### Text block

Early in the deployment I felt comfortable in my job, my position, as a leader of my small ‘department’ and the job itself, working in a war zone. It gave me more purpose than anything I’d ever done. Actually, if I was able, I would go back and do it again in a heartbeat. But after many life-or-death trips from the office to the bunkers with enemy rockets closing in, that comfort started peeling away like the skin of an onion, leaving me with the raw interior that is my PTSD. Sometimes I’ve felt like I’ve become the onion.
Other military Veterans will nod their heads as they read the next paragraphs. For any family members and civilians reading this, I hope the next words provide some help in understanding what your warfighter is going through because, while there is no single cookie-cutter ‘case’ of PTSD, what I go through is unfortunately typical for many of us.

######
### Information shown

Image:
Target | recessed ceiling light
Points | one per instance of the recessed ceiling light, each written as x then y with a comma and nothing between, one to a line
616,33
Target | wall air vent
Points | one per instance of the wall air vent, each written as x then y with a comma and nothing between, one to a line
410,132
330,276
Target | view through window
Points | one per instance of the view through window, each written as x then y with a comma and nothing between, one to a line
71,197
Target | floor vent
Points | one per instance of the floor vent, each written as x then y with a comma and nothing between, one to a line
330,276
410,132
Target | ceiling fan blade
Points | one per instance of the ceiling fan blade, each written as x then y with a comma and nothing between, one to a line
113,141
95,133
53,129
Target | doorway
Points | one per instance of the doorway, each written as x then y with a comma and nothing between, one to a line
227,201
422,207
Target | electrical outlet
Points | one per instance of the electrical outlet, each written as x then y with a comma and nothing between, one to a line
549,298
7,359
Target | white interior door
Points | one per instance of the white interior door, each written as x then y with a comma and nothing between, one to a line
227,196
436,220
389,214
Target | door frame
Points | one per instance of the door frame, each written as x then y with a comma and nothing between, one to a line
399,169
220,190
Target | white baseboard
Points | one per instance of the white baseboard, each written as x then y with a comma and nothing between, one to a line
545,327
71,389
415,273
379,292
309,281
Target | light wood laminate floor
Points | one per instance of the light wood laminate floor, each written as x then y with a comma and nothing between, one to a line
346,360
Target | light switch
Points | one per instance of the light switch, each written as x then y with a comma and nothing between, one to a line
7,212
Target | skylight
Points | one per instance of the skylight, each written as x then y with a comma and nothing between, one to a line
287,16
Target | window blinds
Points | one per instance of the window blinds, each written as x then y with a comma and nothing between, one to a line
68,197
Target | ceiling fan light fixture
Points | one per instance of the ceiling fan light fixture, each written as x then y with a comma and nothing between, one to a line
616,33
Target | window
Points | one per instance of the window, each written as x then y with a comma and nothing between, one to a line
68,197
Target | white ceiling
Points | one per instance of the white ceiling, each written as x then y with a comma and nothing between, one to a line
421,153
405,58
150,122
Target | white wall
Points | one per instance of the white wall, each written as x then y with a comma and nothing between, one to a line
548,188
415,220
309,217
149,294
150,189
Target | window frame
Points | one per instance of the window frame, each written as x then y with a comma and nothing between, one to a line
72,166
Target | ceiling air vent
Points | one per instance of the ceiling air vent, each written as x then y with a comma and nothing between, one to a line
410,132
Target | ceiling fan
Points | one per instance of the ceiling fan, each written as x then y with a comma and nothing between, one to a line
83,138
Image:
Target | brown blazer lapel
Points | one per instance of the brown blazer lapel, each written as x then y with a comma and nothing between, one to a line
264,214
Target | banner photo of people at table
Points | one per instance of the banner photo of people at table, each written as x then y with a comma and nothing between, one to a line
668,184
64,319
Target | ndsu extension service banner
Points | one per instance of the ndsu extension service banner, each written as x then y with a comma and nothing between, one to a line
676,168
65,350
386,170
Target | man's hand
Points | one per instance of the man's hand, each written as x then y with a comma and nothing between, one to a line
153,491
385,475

######

> [Exercises]
**A)** In the PTSD essay, what does the writer compare the peeling away of their comfort to?
**B)** Which groups of readers does the PTSD essay directly address? List each one.
**C)** Carry the essay on deployment and PTSD forward from its last sentence, in the same first-person voice.

> [Written responses]
**A)** The skin of an onion peeling away.

**B)** Other military Veterans, family members, and civilians.

**C)**
Months after the official welcome home ceremony and returning to civilian life in the U.S., I began to feel betrayed — by the Navy, by my friends and co-workers who ‘weren't there’ for me when I started experiencing worsening PTSD. I even felt that way in my civilian job environment. The main reason for this is that I felt that they just didn’t understand. They didn’t understand the environment I was in...the brother and sisterhood I experienced in the military and...especially so...in a joint service, war zone environment. They didn’t know what the symptoms were that I was experiencing. They didn’t understand my triggers...or why I couldn’t sleep at night...or why I was always shaky.